# TASK SET
#1 In the forum post on CSV text parsing below, how many fields does each record have?
#2 Shorten the paragraph beginning "I almost have a solution" in the CSV parsing post below, keeping its main facts.
#3 Carry the forum post on CSV text parsing below forward from its last sentence.

# GIVEN PASSAGE
• • • •

Subject: | Re: text parsing - A Dog's Breakfast
| Date: | Thu, 9 May 2019 21:38:48 -0800
| From: | Peter <peter@removespamwhiteknight.email>
| Newsgroups: | pnews.paradox-programming
|
The csv file is produced by another program, I have to work with the output.
Cannot use fixed length approach, the first and 2nd field change as well
as other fields
You can see the embedded " preceded by the \ in sample record 2
Sample record 1
31:1,9:2,"00001"," ",0,4800,"SAMMY ",2400,"LAB ",5,1,0,0,"Test
Work Order",0
Sample record 2
31:282927,9:61874,"04UBV"," ",0,12000,"JERRY ",0,"LA
",0,1,1,0,"CONCERN: OVERHEATING (AT/PAST \"H\" ON GAUGE), WITH \"ENGINE
TEMPERATURE HIGH",-112
I almost have a solution. There are 15 fields, so when the array is more
than 15, eg, 17 elements, I cocatenate elements 14,15,16 to get the
string I need to put into a single field in the table.

• • • •

# DATA LINES
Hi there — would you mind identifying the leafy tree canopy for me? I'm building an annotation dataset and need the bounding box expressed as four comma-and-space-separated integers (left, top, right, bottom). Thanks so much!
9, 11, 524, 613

• • • •

# ANSWERS TO THE EXERCISE
#1 Each record has 15 fields.

#2 The writer nearly has a solution: each record has 15 fields, so when the array holds more elements (for example 17), elements 14, 15 and 16 are joined into the one string that belongs in a single table field.

#3
The trick is to accoount for all the possible placements of special
characters and spacing.
On 05/09/2019 12:28 PM, Michael Kennedy wrote:
> Peter,
>
> The correct approach to handing these "CSV" files is simple, and handles
> everything that can be dumped into the file...
>
> Decide on:
> - A field-separator character - in your case, it's a comma.
> - A field-delimiter character - in your case, it seems to be a
> double-quote. (Must be non-blank, different from the separator, etc,
> obviously!).
> - How to handle leading and trailing spaces/zeros per field, etc...
>
> when creating the file, use the field-separator between all fields.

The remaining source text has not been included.